_WHAT THE TASK REQUIRES:_ Convert the records from the line containing "outline dense tree canopy" through the line containing "[[[15,20],[0,20],[0,28],[7,27],[9,26],[21,23],[22,22]]]", both included, into a JSON list of strings with one string per line and no blank lines. Leave the pictures out of the list.

_THE RECORDS:_
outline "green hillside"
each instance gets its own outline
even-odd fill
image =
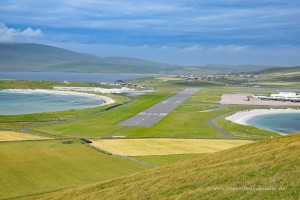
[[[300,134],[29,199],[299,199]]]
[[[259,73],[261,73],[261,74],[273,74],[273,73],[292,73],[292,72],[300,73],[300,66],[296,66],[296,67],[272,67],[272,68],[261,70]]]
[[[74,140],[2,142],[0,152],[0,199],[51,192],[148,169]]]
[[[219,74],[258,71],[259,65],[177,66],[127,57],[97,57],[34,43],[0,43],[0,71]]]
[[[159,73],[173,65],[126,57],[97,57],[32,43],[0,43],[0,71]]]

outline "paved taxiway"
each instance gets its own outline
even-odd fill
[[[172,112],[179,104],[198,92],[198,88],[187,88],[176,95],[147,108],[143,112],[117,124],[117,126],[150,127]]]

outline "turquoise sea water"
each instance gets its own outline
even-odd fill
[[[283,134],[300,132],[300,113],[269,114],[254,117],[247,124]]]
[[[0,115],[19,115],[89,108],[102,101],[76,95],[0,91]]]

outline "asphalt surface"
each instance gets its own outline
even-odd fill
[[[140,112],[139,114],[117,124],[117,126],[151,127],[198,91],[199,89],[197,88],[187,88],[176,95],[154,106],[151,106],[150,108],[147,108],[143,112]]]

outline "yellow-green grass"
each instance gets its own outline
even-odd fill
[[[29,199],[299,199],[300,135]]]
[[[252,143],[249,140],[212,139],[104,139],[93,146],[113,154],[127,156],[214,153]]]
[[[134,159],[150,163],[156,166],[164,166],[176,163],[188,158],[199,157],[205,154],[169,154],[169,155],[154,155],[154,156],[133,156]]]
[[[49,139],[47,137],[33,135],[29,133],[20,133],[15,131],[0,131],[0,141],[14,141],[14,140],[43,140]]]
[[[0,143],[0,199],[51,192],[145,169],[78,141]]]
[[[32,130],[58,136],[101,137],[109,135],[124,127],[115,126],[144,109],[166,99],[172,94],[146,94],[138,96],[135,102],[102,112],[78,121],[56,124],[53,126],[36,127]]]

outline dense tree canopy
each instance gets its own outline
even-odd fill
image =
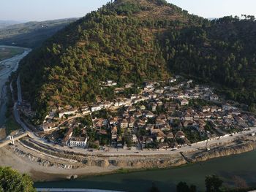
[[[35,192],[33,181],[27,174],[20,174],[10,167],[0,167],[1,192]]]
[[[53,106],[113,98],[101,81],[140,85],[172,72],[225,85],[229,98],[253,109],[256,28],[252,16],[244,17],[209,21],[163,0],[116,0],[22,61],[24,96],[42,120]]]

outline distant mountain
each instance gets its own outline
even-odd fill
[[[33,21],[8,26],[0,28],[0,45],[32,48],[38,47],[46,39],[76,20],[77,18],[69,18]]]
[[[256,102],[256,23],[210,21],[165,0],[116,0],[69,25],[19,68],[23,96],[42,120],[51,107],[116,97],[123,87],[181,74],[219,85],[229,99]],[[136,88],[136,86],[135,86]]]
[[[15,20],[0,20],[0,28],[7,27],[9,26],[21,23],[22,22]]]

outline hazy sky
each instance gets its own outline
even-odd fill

* * *

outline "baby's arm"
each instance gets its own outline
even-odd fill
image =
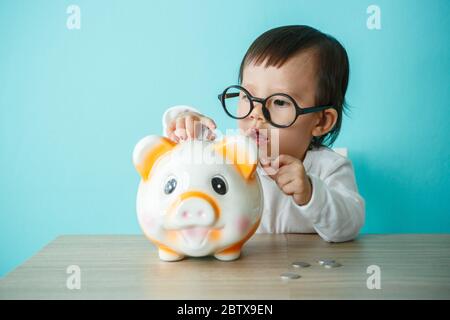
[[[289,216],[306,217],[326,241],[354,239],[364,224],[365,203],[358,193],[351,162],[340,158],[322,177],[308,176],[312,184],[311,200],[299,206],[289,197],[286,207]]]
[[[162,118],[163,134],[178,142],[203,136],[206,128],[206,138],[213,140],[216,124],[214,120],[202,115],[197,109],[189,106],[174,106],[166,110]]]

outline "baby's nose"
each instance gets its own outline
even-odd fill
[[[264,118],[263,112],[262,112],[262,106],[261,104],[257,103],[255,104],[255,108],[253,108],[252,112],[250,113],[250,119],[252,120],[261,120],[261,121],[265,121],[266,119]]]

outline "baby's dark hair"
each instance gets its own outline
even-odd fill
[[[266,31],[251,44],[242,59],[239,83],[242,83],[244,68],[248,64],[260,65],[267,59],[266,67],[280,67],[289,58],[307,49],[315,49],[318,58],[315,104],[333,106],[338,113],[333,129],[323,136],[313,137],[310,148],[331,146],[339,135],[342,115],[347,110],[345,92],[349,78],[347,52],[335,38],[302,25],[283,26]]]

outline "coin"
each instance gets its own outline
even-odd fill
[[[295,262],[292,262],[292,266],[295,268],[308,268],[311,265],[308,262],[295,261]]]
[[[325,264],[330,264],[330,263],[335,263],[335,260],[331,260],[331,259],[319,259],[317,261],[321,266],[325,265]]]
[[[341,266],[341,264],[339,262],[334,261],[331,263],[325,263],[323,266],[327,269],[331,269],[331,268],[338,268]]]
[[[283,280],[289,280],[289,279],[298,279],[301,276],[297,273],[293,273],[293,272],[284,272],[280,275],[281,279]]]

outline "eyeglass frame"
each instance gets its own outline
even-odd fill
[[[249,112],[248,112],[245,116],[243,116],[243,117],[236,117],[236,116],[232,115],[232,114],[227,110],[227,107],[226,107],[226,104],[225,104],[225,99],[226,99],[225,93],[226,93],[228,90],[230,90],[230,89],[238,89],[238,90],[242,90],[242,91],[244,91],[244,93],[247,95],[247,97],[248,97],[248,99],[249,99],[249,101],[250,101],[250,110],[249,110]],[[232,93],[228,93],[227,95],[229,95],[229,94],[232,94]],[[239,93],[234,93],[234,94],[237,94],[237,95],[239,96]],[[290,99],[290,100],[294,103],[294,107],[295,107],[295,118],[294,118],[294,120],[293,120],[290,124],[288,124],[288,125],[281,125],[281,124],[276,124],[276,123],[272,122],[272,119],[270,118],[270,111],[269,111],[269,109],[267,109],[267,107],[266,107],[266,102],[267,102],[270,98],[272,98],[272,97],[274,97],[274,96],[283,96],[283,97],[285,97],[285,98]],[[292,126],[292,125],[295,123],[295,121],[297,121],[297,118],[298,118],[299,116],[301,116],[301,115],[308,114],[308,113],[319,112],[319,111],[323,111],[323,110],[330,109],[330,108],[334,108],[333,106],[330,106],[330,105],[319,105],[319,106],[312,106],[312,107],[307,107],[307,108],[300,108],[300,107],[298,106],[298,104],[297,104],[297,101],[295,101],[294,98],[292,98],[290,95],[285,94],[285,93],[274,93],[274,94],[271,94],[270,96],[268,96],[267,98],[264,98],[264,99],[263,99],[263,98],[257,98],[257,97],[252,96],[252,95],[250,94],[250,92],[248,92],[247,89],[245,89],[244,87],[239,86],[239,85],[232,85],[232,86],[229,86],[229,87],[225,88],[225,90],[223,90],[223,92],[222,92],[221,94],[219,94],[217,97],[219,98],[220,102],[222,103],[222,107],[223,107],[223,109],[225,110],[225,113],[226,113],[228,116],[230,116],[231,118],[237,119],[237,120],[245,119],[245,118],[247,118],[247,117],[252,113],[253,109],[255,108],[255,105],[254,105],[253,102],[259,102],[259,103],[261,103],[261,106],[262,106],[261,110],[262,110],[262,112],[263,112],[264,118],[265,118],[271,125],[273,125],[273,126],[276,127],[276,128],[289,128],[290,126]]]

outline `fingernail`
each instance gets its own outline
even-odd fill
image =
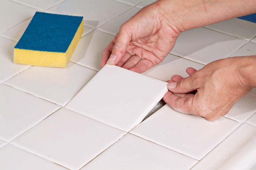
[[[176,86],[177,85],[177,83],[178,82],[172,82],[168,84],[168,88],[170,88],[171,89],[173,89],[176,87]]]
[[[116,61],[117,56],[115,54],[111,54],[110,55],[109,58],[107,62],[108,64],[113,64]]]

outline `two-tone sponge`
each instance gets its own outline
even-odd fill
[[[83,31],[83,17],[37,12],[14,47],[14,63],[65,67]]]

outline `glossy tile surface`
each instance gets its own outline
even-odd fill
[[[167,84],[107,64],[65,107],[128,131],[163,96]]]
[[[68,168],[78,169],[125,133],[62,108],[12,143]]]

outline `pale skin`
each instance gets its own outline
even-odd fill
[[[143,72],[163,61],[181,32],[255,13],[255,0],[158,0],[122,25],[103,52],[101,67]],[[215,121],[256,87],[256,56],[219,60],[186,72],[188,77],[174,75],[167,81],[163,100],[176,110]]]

==

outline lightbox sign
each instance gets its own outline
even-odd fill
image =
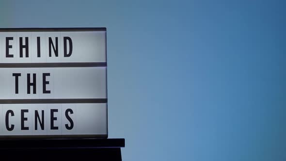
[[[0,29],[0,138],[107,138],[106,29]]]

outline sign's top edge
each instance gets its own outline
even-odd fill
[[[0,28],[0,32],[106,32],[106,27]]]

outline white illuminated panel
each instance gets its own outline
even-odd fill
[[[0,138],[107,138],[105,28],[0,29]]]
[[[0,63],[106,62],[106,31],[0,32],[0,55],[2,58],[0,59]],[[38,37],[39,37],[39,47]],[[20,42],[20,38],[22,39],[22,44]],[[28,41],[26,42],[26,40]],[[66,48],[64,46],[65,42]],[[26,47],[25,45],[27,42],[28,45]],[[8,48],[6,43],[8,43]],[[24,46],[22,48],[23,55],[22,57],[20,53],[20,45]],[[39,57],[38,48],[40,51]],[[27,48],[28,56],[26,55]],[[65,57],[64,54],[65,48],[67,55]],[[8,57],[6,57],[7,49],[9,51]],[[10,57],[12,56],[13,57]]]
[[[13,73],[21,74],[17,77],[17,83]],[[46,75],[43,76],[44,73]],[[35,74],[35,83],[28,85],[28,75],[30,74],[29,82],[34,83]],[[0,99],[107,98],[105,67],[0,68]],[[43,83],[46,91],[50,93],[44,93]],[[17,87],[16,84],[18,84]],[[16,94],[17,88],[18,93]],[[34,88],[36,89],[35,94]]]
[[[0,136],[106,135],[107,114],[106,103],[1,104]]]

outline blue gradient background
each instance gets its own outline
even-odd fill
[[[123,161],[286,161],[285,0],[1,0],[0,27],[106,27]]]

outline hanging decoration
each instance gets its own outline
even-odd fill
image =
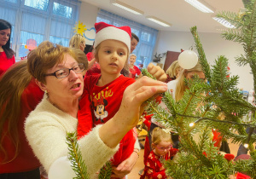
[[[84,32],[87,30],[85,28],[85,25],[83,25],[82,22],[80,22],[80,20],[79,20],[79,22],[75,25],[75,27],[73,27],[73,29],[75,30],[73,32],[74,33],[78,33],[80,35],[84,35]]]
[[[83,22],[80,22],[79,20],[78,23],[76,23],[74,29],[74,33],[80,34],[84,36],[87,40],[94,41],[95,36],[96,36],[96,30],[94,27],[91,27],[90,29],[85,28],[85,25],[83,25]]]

_SOLUTION FOR THIS PROBLEM:_
[
  "outline dense tree canopy",
  "each instance gets its own outline",
  "even-odd fill",
  "image =",
  "[[[35,192],[33,181],[27,174],[20,174],[10,167],[0,167],[1,192]]]",
  "[[[53,106],[113,98],[101,81],[140,85],[172,72],[225,85],[229,98],[253,109],[256,28],[252,16],[244,17],[209,21],[163,0],[116,0],[22,61],[24,96],[42,120]]]",
  "outline distant mountain",
  "each instance gets its own outline",
  "even-odd fill",
  "[[[33,21],[8,26],[0,28],[0,45],[32,48],[38,47],[46,39],[76,20],[77,18],[69,18]]]",
  "[[[256,102],[256,23],[210,21],[165,0],[116,0],[69,25],[19,68],[23,96],[42,120],[51,107],[116,97],[123,87],[181,74],[219,85],[229,99]],[[136,88],[136,86],[135,86]]]",
  "[[[15,20],[0,20],[0,28],[7,27],[9,26],[21,23],[22,22]]]"
]